- [TASK DIRECTIONS]
Copy all entries verbatim and keep any pictures out of the copy.

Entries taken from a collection

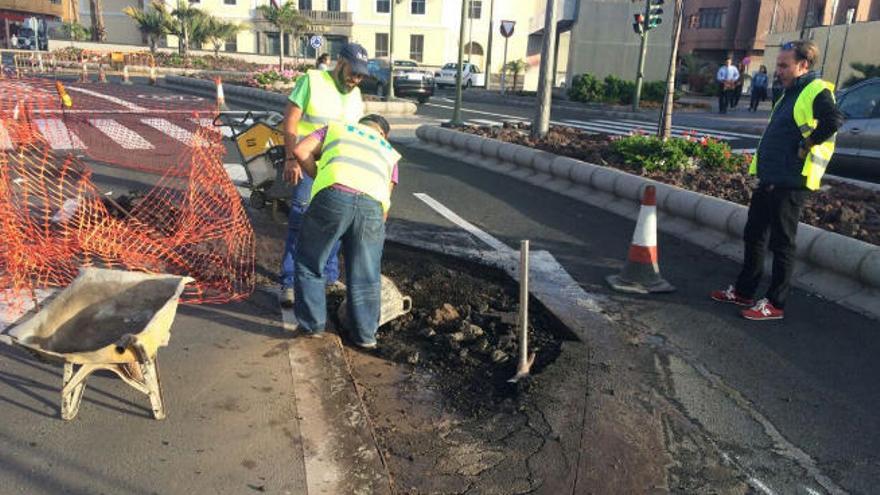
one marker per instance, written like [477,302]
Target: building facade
[426,31]
[715,29]
[37,15]
[602,41]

- [WRITTEN REPLY]
one marker per instance, written like [477,302]
Target: building facade
[426,31]
[715,29]
[37,15]
[602,41]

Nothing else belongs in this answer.